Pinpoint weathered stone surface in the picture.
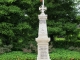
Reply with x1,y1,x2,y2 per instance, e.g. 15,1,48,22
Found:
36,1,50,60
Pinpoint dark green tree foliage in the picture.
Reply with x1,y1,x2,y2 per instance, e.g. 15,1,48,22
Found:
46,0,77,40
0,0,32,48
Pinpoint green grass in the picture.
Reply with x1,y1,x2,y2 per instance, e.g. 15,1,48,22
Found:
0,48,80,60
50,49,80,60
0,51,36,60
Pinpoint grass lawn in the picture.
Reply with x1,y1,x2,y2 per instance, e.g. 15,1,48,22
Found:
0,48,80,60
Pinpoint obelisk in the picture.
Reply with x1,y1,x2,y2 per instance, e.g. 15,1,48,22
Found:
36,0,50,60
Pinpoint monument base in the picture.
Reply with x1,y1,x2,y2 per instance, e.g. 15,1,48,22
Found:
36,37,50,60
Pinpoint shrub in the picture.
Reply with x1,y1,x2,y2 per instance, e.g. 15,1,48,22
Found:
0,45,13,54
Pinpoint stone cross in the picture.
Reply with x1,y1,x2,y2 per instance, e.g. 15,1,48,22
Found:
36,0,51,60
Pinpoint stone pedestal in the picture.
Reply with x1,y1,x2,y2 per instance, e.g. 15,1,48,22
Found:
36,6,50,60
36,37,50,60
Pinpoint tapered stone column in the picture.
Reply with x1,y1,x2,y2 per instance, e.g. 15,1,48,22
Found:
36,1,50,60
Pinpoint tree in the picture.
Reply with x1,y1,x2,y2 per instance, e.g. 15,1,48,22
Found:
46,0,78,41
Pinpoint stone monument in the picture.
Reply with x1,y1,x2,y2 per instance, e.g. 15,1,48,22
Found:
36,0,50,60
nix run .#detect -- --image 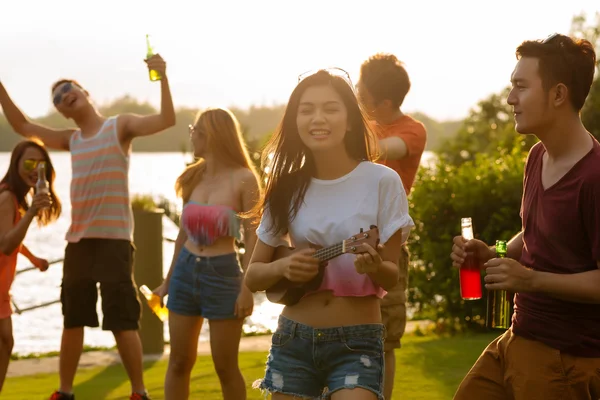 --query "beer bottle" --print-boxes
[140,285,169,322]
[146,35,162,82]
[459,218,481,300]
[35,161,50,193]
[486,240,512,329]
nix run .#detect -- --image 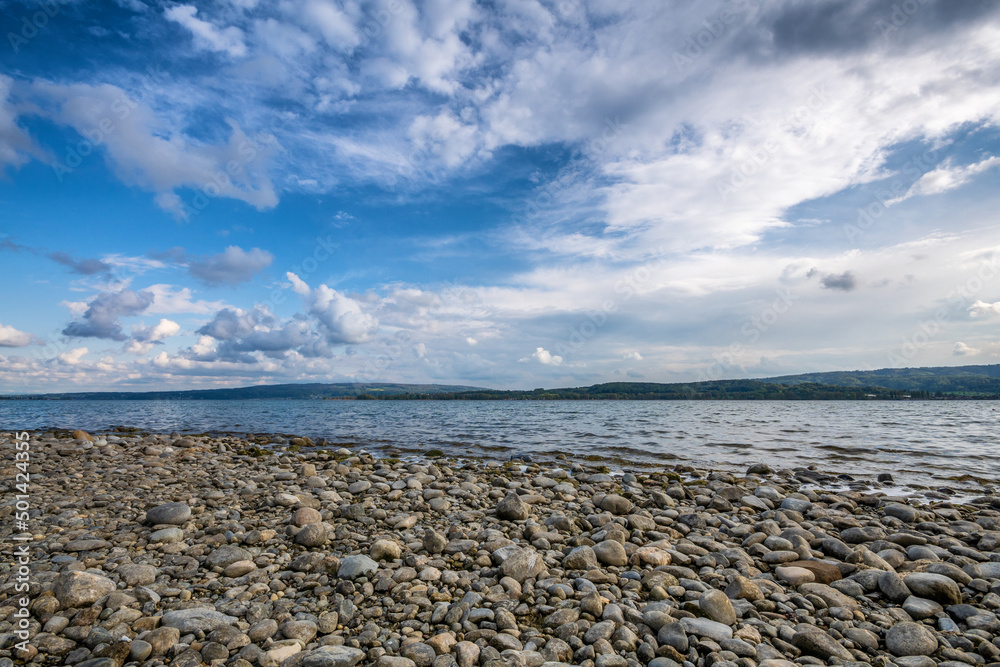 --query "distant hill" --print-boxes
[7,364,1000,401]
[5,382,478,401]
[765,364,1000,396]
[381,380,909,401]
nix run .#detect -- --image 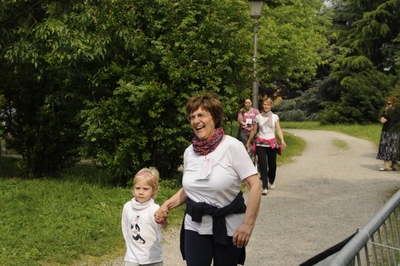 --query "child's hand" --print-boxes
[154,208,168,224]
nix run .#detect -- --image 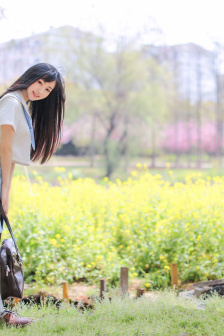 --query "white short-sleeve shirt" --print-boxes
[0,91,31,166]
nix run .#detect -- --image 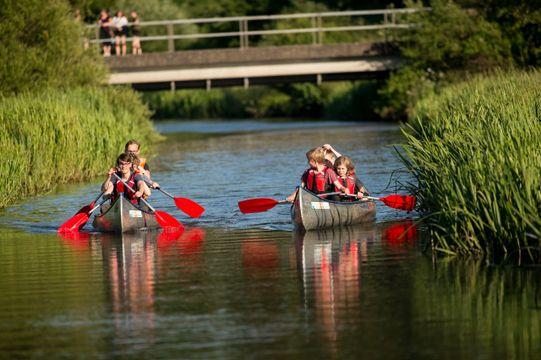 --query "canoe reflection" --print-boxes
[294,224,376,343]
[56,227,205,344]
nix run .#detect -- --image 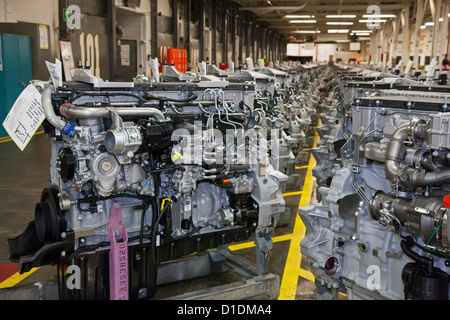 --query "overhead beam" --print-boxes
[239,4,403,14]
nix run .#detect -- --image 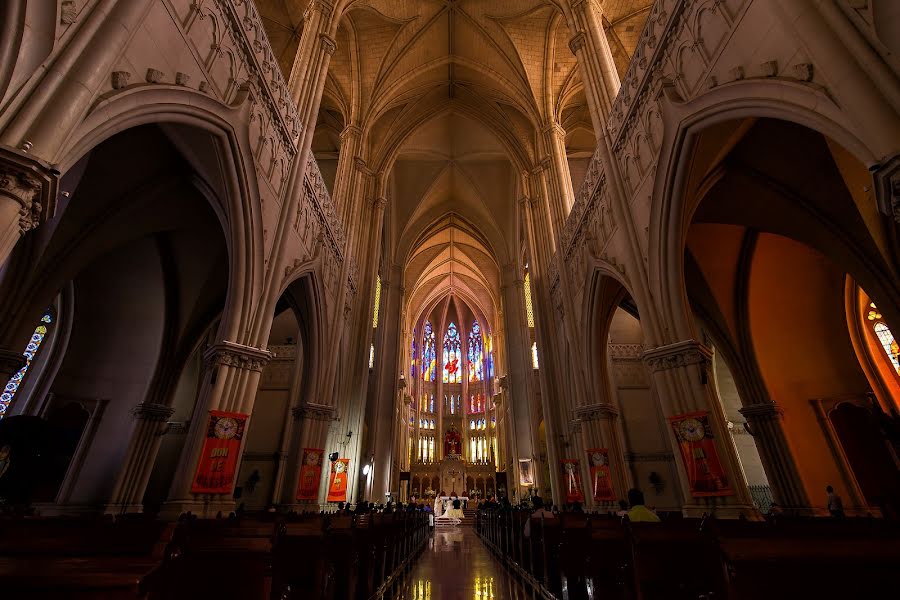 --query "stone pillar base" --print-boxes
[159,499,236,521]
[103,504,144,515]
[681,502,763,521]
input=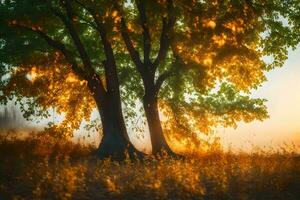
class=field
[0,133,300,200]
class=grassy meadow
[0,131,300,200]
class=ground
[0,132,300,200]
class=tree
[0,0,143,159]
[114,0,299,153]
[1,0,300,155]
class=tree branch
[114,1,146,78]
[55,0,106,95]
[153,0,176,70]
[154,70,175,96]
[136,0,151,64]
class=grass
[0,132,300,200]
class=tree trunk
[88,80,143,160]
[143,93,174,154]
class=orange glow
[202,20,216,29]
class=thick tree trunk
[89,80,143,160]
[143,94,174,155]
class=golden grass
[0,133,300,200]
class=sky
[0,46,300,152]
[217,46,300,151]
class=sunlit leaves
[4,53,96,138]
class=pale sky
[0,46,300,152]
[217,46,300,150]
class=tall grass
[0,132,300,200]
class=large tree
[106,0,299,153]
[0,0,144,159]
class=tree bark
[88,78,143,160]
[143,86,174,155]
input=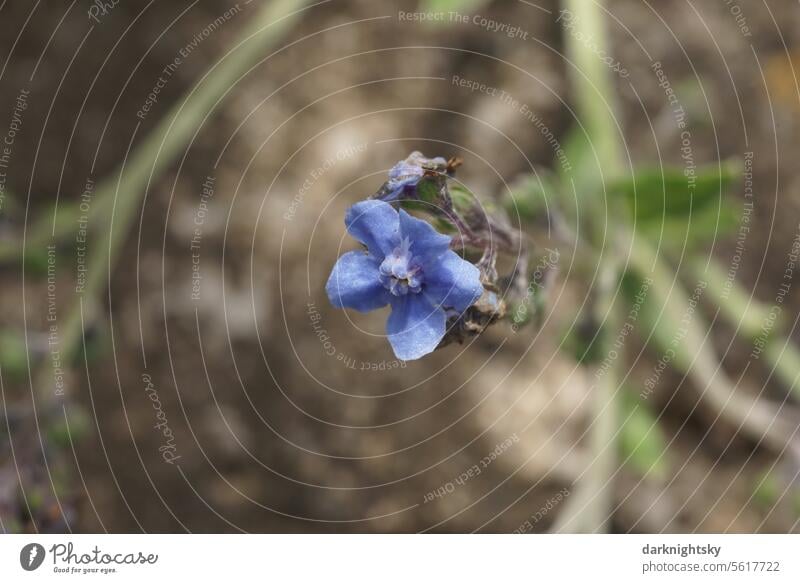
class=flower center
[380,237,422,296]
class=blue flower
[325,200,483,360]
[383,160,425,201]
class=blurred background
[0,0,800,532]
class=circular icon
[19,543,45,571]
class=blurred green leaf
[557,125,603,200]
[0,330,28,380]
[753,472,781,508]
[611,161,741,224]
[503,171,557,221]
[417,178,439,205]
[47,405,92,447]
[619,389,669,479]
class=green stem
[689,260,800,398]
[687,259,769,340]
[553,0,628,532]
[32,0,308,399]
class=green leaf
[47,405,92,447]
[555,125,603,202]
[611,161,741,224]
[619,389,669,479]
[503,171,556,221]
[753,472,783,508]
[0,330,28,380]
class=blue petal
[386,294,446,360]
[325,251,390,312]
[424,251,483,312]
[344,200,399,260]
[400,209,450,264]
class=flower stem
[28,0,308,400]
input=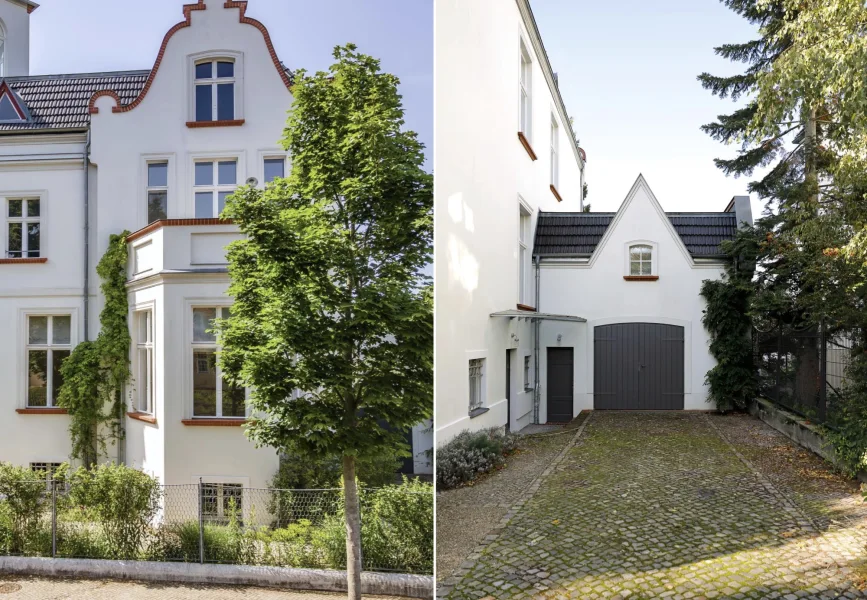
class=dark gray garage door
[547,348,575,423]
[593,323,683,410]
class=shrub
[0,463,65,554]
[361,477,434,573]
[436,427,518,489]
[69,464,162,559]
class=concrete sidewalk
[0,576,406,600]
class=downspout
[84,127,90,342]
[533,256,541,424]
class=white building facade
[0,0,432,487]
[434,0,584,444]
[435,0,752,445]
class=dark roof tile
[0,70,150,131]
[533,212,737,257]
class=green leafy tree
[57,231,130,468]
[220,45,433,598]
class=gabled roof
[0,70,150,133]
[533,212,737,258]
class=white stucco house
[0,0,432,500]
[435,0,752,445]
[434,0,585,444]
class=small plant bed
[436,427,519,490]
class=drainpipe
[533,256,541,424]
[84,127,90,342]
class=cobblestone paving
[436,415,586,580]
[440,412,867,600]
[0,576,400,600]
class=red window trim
....
→ What this task involves
Copy out the listing word for word, starting with the line containing "class=small plant bed" and going on through the last line of the listing.

→ Finished task
class=small plant bed
[436,427,519,490]
class=drainpipe
[533,256,541,424]
[84,127,90,342]
class=cobblestone paving
[436,415,586,580]
[440,412,867,600]
[0,576,400,600]
class=red window trim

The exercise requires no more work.